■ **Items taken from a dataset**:
◆ ◆ ◆ ◆ ◆ ◆ ◆

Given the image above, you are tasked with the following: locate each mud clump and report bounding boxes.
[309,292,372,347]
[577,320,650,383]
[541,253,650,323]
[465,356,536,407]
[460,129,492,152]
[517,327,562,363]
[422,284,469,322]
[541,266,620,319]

◆ ◆ ◆ ◆ ◆ ◆ ◆

■ **Problem to work on**:
Copy every line of the items above word for word, with nothing changed.

■ **Exercise answer**:
Given the image above, you are tasked with the following: locate each mud clump and report bounding boxes.
[309,292,372,347]
[577,320,650,383]
[541,253,650,323]
[465,356,536,407]
[460,129,492,152]
[517,327,562,363]
[422,284,469,322]
[541,266,620,319]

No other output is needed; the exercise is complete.